• [TASK A] Transcribe the post on running Jupyter on remote servers word for word, everything from "The way to set" down to "the slurm system.".
• [TASK B] Pick up the post on running Jupyter on remote servers right after its last sentence and write the next part.

• [DOCUMENT SEGMENT]
========

Jupyter notebook on remote server

Jupyter notebook works very well with remote servers. That’s important for earth science modeling people because we seldom run models and store data on our personal computers!

Traditionally, we display figures on a remote server using x11 forwarding, but that’s extremely slow and often annoying. On the contrary, Jupyter simply uses HTTP protocal and runs in a web browser. You user experience will not change at all when using Jupyter on a remote server - still a web browser, still very fast.

Private server

On your own server or cloud computing platforms, setting up Jupyter is almost trivial. See the following link or other similar tutorials.

Shared HPC cluster

General reference

The way to set up Jupyter on a shared HPC cluster could be system-dependent. You may ask system architects or refer to:

Harvard Odyssey

The following script works on Harvard Odyssey, which uses the slurm system.

========

• [DATA ROWS]
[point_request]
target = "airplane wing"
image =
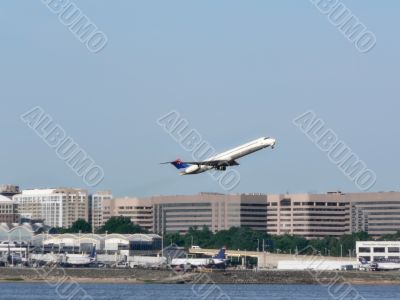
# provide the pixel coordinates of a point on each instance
(213, 163)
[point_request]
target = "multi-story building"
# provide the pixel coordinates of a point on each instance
(139, 211)
(308, 215)
(9, 190)
(8, 210)
(216, 211)
(378, 250)
(311, 216)
(376, 213)
(56, 207)
(97, 202)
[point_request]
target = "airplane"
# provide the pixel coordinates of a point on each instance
(220, 258)
(217, 261)
(223, 160)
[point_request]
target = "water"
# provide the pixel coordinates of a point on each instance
(36, 291)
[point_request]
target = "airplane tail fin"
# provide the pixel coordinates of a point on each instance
(179, 164)
(94, 253)
(221, 254)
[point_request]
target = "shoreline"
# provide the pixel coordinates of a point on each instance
(142, 276)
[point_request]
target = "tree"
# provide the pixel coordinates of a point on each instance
(80, 225)
(121, 225)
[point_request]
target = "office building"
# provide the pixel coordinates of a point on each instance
(308, 215)
(55, 207)
(139, 211)
(97, 202)
(378, 250)
(9, 190)
(8, 210)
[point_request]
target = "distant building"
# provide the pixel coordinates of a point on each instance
(138, 210)
(15, 232)
(311, 216)
(378, 250)
(97, 201)
(8, 210)
(128, 244)
(56, 207)
(216, 211)
(9, 190)
(376, 213)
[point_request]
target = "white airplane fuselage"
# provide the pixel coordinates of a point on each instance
(232, 154)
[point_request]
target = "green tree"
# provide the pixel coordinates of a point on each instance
(121, 225)
(80, 225)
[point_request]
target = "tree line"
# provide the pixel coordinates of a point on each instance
(237, 238)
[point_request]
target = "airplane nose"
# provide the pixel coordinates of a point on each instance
(273, 142)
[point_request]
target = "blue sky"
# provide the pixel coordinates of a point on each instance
(236, 70)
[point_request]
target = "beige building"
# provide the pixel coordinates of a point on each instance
(56, 207)
(8, 210)
(311, 216)
(162, 214)
(139, 211)
(308, 215)
(97, 201)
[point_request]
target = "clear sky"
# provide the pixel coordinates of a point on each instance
(236, 70)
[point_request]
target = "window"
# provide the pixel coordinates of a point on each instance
(364, 250)
(393, 249)
(379, 250)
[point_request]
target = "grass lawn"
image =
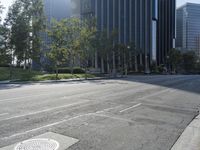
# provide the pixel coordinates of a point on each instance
(26, 75)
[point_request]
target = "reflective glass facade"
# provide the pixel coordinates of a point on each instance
(188, 27)
(144, 22)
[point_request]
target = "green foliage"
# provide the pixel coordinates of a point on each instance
(5, 54)
(1, 10)
(64, 35)
(25, 75)
(77, 70)
(25, 20)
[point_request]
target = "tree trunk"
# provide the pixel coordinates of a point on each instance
(136, 64)
(108, 65)
(72, 64)
(130, 61)
(125, 65)
(119, 61)
(141, 62)
(56, 73)
(96, 60)
(114, 65)
(102, 66)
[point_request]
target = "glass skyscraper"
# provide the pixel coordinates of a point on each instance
(188, 27)
(150, 24)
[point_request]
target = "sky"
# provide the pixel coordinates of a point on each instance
(7, 3)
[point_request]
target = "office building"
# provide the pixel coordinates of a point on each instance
(188, 27)
(150, 24)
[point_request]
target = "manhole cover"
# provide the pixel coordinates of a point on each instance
(38, 144)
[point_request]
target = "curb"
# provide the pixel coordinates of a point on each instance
(190, 138)
(59, 81)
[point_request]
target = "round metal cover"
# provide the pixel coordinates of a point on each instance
(38, 144)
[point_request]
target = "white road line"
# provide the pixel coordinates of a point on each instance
(4, 114)
(130, 108)
(64, 121)
(9, 99)
(45, 110)
(46, 126)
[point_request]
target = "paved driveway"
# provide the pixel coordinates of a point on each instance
(136, 113)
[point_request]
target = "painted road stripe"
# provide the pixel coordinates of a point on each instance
(4, 114)
(45, 110)
(130, 108)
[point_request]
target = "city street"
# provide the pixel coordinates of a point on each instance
(133, 113)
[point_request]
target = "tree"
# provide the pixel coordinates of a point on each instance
(175, 59)
(87, 34)
(25, 20)
(1, 10)
(18, 24)
(5, 54)
(37, 20)
(58, 53)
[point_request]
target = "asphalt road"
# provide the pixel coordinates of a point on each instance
(136, 113)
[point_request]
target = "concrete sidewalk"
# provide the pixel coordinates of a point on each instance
(58, 81)
(190, 138)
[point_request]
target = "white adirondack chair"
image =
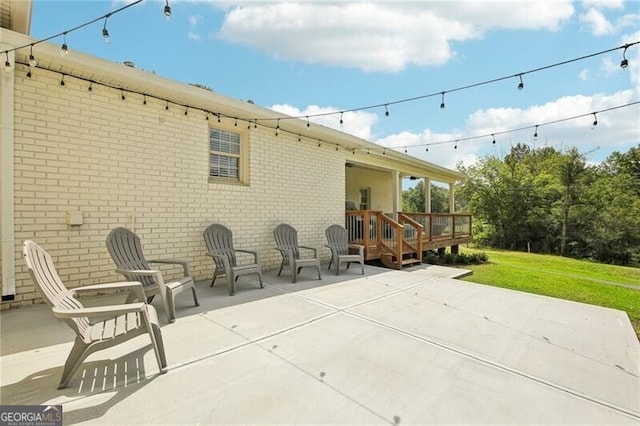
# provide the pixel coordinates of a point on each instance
(125, 249)
(287, 244)
(98, 327)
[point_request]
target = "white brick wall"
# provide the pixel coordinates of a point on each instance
(122, 163)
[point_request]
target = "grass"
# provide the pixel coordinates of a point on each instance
(616, 287)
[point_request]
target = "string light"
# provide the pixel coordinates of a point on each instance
(64, 49)
(167, 10)
(105, 31)
(32, 59)
(255, 120)
(469, 86)
(7, 63)
(624, 63)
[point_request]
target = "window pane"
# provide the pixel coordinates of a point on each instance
(224, 158)
(222, 166)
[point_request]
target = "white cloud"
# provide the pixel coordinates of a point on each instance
(596, 22)
(617, 129)
(603, 4)
(194, 20)
(584, 75)
(357, 123)
(378, 36)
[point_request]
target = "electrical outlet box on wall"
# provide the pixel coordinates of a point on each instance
(74, 218)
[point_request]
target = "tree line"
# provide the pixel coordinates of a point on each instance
(550, 201)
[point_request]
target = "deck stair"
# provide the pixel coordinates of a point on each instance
(409, 258)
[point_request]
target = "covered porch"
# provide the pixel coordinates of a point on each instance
(374, 216)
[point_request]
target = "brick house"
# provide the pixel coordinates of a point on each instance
(88, 145)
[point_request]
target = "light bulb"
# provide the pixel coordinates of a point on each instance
(32, 59)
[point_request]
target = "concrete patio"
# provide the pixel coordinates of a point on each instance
(390, 347)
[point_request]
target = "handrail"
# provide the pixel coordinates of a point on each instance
(443, 225)
(419, 228)
(395, 235)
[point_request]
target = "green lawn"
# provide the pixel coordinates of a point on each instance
(611, 286)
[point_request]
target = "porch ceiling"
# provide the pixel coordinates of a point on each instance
(15, 15)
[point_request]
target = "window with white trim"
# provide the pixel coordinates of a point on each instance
(227, 156)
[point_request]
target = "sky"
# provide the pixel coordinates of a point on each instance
(313, 57)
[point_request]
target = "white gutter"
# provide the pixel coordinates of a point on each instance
(6, 183)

========

• [RESPONSE A]
The way to set up Jupyter on a shared HPC cluster could be system-dependent. You may ask system architects or refer to:

Harvard Odyssey

The following script works on Harvard Odyssey, which uses the slurm system.

• [RESPONSE B]
#SBATCH -p general
#SBATCH -c 1
#SBATCH -t 2:00:00
#SBATCH --mem-per-cpu 8000
#SBATCH --job-name notebook
#SBATCH --output jupyter-address-%J.log

## get tunneling info
ipnport=$(shuf -i8000-9999 -n1)
ipnip=$(hostname -i)

## print tunneling instructions to the output file
echo -e "
    Copy/Paste this in your local terminal to ssh tunnel with remote
    ssh -N -L $ipnport:$ipnip:$ipnport user@host

    Then open a browser on your local machine to the following address
    localhost:$ipnport  (prefix w/ https:// if using password)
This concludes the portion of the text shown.